Data extracted from a collection:
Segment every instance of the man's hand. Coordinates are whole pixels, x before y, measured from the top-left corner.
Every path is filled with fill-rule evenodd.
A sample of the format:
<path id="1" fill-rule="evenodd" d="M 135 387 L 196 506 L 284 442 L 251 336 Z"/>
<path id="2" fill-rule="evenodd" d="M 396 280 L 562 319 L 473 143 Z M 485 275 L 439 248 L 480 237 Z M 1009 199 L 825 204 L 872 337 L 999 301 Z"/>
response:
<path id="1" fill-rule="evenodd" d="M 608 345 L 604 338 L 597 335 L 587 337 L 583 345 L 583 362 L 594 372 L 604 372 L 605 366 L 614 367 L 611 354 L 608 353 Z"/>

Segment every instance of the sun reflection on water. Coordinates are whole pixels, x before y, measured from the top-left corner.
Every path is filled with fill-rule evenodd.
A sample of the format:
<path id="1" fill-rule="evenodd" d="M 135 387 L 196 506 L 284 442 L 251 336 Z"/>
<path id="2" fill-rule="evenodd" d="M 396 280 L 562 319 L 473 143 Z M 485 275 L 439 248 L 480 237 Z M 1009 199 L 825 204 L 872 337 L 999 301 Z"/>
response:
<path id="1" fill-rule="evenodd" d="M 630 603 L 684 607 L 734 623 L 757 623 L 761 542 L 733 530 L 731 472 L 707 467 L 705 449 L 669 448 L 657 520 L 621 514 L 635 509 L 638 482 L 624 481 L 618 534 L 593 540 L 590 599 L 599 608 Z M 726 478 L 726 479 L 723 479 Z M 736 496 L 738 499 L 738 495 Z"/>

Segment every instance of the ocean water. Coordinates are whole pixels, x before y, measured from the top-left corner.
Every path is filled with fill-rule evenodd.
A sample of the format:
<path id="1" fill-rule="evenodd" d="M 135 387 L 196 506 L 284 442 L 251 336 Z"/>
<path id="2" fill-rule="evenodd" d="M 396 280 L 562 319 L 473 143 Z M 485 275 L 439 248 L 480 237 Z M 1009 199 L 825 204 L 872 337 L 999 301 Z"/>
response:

- Exercise description
Filter the entries by the string "Coordinates" and copy each matching line.

- Written answer
Segment every instance of the man's hand. Coordinates are whole pixels, x before y, measured from the top-left corner.
Segment every instance of the sun reflection on water. Coordinates are whole pixels, x before y, measured from the top-left corner.
Segment every instance of the ocean water. Coordinates are whole pixels, x before y, measured from the top-left corner.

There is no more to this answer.